• [Task instructions]: All lines from the one with "Signal-phase audit: put a marker on every instance of the test" to the end need to be copied exactly, with nothing before them.

• [Record excerpts]:
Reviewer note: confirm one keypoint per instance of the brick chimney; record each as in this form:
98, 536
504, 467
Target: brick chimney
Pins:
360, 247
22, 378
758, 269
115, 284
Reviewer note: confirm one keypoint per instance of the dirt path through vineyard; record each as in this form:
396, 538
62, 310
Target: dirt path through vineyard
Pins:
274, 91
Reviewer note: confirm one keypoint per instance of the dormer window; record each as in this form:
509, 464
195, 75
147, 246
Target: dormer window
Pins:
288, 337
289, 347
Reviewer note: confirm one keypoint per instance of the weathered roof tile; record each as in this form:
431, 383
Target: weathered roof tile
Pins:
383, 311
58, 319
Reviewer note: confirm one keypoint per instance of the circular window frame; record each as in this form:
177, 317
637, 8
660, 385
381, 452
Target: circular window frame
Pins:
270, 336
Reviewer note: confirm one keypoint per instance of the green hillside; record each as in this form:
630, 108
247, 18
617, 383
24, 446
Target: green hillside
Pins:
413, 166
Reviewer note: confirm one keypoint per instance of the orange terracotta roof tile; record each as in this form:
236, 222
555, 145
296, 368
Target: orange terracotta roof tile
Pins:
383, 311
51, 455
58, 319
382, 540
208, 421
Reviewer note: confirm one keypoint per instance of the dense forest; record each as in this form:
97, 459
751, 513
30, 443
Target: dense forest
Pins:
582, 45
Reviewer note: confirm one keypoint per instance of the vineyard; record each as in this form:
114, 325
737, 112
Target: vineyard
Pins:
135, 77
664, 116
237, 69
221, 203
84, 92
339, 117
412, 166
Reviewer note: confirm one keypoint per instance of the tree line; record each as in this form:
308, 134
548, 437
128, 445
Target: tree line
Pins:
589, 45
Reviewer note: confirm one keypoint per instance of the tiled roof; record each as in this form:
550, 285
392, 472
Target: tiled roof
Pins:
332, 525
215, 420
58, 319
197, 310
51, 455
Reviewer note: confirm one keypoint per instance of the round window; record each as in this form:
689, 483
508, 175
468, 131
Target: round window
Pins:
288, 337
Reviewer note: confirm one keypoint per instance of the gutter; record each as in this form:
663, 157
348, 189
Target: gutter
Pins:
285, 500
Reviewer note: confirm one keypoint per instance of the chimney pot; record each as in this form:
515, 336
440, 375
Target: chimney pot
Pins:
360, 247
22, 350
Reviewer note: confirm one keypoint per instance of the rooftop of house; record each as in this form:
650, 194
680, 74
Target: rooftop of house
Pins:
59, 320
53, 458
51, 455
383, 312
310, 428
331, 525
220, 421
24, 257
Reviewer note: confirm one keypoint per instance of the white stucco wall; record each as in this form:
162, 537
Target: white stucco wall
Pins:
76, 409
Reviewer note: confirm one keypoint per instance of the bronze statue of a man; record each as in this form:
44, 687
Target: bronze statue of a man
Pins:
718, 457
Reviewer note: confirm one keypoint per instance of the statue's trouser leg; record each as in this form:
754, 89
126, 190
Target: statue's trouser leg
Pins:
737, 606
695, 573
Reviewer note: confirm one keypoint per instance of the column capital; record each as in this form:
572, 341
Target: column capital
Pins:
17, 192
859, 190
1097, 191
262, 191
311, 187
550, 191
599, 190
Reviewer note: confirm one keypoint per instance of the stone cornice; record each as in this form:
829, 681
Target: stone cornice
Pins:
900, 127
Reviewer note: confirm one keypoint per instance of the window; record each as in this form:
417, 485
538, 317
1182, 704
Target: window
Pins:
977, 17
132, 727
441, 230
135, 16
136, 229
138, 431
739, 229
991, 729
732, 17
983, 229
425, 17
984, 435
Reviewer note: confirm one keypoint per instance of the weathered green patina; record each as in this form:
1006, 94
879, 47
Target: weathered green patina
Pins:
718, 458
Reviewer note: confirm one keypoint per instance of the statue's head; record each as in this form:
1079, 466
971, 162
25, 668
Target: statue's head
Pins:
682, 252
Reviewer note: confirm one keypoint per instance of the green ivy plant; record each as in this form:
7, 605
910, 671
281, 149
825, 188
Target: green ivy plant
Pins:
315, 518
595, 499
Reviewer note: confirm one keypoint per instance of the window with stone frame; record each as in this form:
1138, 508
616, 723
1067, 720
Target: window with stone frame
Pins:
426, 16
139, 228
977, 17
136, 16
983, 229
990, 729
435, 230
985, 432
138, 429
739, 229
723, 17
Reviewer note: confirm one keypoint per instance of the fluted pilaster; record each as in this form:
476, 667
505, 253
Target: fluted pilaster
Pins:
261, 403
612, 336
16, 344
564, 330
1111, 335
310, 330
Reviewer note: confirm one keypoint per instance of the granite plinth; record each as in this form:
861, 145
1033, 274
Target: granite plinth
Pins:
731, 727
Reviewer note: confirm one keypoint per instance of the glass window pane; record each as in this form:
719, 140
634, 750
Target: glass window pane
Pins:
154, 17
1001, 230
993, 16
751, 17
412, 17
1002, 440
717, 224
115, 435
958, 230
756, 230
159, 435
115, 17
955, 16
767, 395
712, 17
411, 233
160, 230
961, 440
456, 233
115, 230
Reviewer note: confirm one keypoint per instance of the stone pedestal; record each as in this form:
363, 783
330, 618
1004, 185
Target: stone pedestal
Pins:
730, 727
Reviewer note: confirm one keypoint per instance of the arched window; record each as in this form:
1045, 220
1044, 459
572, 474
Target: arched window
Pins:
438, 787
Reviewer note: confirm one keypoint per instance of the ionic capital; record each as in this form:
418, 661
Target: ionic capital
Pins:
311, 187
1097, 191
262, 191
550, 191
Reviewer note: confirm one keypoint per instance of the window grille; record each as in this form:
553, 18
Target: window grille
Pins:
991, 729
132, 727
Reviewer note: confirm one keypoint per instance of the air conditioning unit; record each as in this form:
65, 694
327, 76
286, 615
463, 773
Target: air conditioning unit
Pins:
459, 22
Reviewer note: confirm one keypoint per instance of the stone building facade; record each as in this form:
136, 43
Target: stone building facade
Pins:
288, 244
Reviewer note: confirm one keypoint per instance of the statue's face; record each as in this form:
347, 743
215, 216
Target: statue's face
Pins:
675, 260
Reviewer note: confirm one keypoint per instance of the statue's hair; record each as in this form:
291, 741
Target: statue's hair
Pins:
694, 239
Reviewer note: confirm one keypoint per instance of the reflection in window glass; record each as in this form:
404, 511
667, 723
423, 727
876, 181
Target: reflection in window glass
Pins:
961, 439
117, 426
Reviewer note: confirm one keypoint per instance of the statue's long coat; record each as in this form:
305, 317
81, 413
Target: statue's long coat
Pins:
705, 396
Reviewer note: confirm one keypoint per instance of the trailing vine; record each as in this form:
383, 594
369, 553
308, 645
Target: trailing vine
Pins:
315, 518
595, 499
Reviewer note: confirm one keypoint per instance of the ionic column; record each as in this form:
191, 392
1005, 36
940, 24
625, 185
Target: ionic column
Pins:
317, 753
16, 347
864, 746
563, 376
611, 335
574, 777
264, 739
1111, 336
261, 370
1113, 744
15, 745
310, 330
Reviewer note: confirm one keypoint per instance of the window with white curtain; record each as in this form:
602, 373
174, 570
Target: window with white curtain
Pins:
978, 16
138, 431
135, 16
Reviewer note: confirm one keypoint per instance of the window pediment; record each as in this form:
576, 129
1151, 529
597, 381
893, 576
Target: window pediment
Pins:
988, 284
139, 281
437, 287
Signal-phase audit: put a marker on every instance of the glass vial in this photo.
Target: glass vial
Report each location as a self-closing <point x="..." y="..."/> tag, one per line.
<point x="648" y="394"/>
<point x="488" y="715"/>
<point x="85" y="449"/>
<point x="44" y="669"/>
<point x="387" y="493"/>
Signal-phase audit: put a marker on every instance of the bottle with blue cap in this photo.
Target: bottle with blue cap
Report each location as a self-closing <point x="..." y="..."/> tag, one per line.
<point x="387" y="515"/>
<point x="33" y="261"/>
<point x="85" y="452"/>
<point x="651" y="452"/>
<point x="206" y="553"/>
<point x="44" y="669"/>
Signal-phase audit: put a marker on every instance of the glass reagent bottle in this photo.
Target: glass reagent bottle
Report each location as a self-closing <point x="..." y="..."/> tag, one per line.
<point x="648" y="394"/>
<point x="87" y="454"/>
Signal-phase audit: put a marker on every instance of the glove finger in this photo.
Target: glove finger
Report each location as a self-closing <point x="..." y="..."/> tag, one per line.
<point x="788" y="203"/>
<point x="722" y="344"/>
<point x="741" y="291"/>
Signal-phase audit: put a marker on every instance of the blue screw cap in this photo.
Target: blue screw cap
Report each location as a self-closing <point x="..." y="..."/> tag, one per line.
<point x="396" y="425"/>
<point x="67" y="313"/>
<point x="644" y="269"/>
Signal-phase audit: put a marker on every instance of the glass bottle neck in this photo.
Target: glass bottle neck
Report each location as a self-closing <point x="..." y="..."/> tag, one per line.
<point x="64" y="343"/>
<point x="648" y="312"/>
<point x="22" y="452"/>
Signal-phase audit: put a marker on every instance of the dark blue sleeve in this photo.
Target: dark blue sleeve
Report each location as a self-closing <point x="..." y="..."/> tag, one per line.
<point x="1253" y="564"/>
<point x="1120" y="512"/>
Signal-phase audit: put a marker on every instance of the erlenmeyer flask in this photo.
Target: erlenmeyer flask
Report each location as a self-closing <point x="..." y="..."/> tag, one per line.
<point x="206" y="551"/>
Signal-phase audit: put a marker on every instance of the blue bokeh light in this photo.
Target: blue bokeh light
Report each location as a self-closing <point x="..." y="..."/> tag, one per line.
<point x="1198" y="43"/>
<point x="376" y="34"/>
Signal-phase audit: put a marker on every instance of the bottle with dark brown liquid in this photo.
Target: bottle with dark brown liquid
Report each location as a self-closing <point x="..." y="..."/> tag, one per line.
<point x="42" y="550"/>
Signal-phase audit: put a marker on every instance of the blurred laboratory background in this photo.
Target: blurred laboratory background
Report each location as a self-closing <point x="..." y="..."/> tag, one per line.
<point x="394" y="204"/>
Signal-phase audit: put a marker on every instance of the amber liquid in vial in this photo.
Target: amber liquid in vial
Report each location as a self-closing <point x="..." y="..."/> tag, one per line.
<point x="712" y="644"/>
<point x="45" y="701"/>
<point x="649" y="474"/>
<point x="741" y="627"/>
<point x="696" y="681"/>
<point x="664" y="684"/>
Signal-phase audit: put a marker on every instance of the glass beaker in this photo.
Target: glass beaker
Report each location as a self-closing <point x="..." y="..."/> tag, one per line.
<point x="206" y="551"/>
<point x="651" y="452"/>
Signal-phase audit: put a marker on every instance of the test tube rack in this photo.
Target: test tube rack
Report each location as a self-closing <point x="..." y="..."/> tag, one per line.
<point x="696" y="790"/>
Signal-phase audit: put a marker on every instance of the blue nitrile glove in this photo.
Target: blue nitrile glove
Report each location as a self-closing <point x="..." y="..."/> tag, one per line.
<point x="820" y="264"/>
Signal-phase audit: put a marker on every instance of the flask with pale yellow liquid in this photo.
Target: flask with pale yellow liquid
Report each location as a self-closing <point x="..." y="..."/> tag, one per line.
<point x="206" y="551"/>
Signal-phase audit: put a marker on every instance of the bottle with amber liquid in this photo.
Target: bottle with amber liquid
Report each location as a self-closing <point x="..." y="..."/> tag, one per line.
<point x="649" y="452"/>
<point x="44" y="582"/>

• [Correct response]:
Signal-phase audit: put a marker on every instance of the test tube rack in this photo.
Target: test tube rack
Report each location as a self-closing <point x="..." y="..."/> tag, one per line.
<point x="696" y="790"/>
Signal-phase audit: put a marker on every instance of the blue nitrile glove in this photo.
Target: blue nitrile glove
Report each location as a self-closing <point x="..." y="..."/> tag, one per line.
<point x="820" y="264"/>
Signal-phase audit: put a marker on every instance of the flask with pale yellow liquid in this photo.
Target: flask with pale yellow liquid
Report each location as a self-closing <point x="..." y="..."/> tag, one per line.
<point x="206" y="551"/>
Signal-phase audit: put a marker on every instance of the bottle with amber liquid in this photo.
Target: bottle with amber liquid
Report each location as a self-closing <point x="..." y="..."/> tag, one per line.
<point x="649" y="452"/>
<point x="44" y="582"/>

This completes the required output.